_Document:_
/---

But beyond that we've had a good number of players win in their 20s this year.  A number of them are here, continuing what we know the fans are interested in.  So we're excited about the quality of the field and the way the field is organized in the seeding.  It sets us up for what we think should be a great four days of competition.
As I mentioned earlier, the golf course is in spectacular condition, so we're delighted with that.  In talking to the players, they're ready to go.
I would be remiss if I didn't mention that this week will be a continuation of the efforts along with Coca‑Cola and Southern Company to generate funds for East Lake Foundation, which $13 million has been raised in our time here, and we'll continue going down that path this year as well.
So we're excited about where we are.  We have more work to do, but we're poised for the changes for next year.
And with that, I'd be happy to try to answer questions, if you have any.

Q.  Do you have any bad news to share?
COMMISSIONER FINCHEM:  No.

\---

[Location annotation dataset excerpts]

/---

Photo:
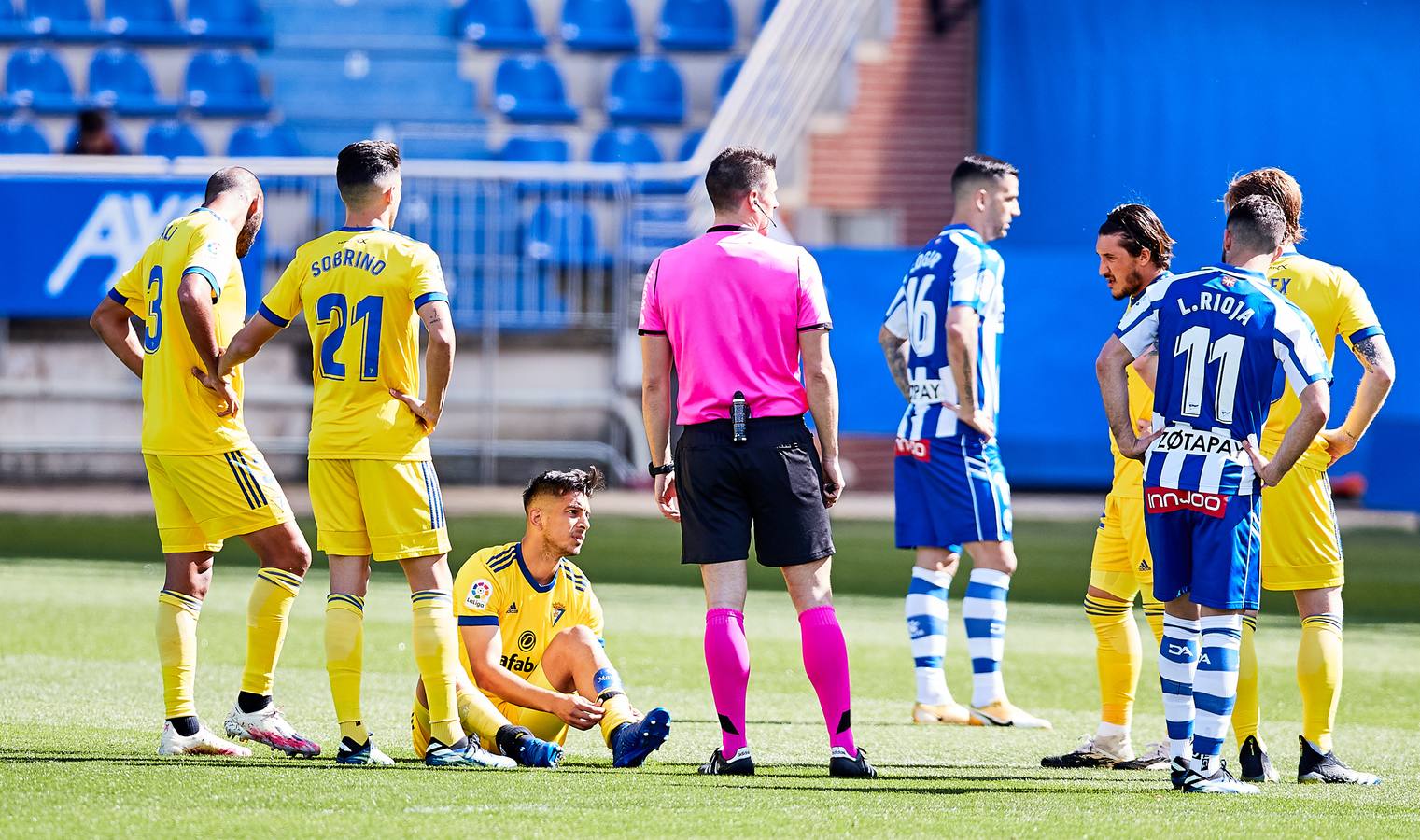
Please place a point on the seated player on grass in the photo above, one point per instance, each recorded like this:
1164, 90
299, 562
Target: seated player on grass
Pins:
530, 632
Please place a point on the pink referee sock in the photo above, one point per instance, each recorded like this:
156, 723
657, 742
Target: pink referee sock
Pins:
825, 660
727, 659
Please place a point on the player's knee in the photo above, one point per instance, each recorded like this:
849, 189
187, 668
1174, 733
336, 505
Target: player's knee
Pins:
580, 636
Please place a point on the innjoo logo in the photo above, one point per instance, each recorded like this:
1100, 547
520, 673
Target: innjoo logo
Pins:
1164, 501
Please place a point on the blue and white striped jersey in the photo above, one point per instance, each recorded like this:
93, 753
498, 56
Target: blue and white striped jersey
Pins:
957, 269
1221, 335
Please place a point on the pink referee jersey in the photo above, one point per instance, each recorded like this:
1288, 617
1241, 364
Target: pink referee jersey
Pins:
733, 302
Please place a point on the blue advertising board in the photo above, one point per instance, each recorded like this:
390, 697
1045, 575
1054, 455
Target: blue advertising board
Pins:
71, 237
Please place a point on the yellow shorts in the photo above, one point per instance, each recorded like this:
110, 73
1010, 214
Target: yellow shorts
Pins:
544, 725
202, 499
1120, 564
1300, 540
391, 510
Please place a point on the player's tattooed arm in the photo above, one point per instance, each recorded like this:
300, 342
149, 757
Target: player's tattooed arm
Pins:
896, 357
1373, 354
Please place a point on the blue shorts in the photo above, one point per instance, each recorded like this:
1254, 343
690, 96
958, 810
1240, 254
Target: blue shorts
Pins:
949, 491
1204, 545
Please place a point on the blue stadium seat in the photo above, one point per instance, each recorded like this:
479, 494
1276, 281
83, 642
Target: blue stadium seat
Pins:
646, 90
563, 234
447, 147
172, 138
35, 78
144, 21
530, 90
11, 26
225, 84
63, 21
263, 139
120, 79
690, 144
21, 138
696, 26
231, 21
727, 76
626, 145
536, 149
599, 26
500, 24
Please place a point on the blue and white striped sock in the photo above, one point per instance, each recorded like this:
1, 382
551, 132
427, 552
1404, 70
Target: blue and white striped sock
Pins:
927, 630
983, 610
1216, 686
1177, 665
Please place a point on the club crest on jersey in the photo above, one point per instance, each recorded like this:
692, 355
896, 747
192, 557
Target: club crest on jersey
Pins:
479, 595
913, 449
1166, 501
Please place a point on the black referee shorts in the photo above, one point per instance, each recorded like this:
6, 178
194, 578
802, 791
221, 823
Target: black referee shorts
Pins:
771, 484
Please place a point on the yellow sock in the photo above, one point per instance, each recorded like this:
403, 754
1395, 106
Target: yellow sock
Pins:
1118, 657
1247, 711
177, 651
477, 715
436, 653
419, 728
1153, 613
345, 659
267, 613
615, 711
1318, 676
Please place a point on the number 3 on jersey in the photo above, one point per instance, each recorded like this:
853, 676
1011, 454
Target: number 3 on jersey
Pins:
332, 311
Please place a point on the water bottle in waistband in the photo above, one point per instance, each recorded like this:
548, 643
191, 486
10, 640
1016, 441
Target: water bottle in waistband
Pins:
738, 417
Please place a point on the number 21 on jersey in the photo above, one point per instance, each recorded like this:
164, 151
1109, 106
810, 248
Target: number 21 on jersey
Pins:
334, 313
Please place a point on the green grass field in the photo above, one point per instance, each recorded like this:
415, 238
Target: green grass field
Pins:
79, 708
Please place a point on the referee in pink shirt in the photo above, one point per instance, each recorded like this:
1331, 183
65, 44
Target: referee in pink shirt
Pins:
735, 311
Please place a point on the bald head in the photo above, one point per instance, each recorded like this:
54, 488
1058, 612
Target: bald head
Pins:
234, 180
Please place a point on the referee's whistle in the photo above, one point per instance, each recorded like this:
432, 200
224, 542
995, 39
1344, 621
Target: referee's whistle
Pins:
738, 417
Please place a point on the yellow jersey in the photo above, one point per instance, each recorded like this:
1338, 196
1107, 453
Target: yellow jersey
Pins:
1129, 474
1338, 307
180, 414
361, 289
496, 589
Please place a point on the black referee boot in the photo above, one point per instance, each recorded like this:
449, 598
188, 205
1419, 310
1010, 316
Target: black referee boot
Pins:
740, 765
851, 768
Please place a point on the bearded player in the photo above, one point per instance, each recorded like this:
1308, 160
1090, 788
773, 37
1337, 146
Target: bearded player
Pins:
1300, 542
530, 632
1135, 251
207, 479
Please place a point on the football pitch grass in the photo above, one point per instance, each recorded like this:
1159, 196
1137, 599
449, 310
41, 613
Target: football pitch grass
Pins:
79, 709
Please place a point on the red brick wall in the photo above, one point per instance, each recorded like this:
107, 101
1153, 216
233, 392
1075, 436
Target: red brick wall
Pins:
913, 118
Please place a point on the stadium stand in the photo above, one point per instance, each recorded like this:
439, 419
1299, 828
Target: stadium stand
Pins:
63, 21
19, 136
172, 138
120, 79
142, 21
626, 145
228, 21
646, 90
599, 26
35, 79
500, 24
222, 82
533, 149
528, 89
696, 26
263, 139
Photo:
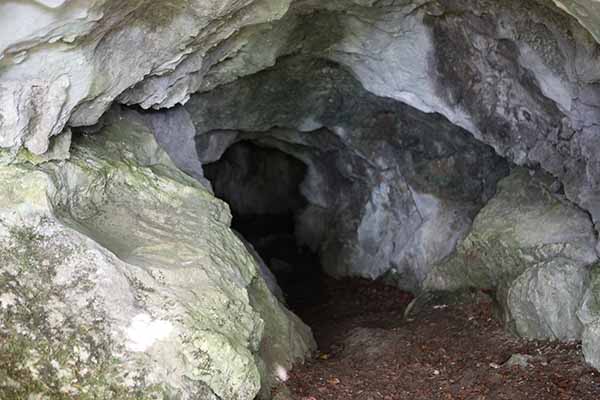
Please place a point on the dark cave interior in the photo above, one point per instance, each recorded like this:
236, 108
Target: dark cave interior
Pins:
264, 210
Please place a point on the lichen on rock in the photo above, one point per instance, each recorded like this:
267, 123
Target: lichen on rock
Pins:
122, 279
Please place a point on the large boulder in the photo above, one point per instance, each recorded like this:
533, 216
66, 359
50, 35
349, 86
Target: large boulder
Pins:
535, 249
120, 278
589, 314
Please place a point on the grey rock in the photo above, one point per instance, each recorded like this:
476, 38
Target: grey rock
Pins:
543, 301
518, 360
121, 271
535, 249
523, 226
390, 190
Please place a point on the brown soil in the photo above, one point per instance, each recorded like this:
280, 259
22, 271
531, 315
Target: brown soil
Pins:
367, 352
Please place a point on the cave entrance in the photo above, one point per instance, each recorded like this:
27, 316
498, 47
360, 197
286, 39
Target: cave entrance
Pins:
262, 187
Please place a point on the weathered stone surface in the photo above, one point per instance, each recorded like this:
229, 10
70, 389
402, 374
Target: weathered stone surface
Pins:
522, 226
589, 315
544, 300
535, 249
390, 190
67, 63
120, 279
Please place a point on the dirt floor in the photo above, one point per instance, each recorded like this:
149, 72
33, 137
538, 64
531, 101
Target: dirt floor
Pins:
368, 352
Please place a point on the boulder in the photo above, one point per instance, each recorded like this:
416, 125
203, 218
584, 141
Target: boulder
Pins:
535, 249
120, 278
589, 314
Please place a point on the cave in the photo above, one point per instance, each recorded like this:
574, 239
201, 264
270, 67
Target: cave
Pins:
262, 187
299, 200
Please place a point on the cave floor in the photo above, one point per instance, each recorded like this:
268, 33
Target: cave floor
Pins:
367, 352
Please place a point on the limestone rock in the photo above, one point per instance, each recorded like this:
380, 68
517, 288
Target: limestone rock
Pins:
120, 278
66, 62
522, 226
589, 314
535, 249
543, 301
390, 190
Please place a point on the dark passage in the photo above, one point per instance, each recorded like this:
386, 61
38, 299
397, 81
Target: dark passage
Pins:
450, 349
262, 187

\---
/---

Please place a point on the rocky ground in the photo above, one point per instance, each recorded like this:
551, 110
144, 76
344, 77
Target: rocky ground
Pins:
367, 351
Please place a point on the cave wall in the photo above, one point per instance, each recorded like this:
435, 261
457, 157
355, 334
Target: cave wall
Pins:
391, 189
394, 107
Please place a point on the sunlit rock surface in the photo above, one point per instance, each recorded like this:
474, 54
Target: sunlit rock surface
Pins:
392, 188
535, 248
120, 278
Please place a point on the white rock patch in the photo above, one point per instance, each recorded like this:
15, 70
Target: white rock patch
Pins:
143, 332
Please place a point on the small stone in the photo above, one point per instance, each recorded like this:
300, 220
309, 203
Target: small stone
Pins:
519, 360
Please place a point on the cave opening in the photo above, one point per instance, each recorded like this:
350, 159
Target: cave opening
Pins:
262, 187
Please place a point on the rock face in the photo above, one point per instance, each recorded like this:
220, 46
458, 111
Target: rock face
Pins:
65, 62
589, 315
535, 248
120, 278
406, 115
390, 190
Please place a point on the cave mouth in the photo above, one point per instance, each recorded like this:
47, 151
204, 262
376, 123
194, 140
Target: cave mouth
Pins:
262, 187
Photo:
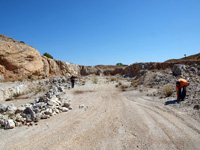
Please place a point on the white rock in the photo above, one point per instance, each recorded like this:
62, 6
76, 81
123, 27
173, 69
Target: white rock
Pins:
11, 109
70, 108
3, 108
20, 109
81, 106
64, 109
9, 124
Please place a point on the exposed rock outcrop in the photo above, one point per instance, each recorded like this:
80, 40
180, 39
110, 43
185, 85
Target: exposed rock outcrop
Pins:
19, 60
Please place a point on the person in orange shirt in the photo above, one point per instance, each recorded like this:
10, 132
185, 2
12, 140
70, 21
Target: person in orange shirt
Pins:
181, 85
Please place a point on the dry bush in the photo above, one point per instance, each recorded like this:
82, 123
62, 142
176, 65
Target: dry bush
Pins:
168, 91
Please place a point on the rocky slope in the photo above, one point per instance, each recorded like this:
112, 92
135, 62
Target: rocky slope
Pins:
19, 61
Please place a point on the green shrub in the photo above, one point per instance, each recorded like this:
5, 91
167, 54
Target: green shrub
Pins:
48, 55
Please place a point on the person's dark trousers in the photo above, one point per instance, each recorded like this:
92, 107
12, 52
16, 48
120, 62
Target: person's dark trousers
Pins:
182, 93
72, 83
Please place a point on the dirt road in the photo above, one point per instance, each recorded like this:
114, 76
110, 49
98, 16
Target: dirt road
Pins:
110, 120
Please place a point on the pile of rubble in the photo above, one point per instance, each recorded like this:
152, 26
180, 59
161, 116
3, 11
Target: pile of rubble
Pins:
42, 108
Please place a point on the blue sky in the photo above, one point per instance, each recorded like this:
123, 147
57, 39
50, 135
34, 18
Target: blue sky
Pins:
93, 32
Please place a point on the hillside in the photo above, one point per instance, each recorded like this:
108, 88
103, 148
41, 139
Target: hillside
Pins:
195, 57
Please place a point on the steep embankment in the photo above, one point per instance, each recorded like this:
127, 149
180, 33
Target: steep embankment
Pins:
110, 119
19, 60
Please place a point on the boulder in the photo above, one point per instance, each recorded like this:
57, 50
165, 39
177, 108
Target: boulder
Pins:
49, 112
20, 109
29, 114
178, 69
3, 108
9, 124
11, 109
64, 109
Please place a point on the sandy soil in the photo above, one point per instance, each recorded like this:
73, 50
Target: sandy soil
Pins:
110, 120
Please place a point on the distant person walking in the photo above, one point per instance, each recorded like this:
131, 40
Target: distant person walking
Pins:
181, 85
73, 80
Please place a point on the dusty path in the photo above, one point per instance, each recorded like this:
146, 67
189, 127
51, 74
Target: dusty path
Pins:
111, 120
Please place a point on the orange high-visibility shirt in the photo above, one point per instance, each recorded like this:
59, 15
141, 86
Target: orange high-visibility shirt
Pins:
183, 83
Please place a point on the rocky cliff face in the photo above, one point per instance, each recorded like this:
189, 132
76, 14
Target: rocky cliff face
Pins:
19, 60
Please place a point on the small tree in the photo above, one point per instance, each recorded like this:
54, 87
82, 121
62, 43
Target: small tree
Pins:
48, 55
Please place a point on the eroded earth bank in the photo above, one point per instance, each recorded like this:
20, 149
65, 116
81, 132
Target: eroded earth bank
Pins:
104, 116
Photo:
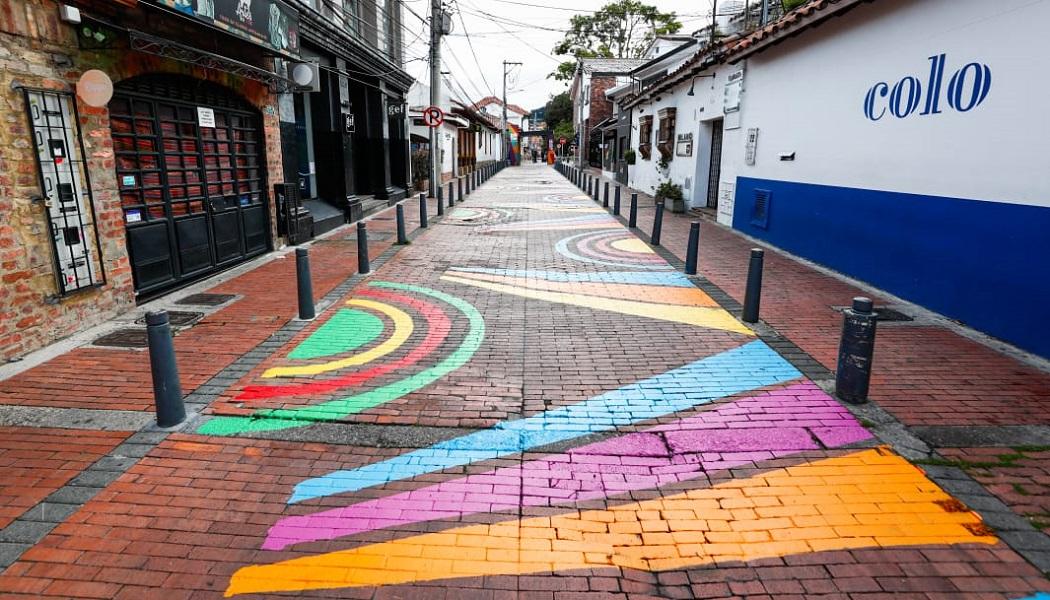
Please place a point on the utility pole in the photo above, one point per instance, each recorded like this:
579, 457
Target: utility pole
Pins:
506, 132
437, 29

\---
/---

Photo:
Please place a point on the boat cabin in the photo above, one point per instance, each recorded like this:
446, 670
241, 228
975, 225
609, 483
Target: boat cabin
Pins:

\---

_Problem to work on:_
Write out the passage of the press conference transcript starting at "But beyond that" and ending at "days of competition.".

_Written reply:_
But beyond that we've had a good number of players win in their 20s this year.  A number of them are here, continuing what we know the fans are interested in.  So we're excited about the quality of the field and the way the field is organized in the seeding.  It sets us up for what we think should be a great four days of competition.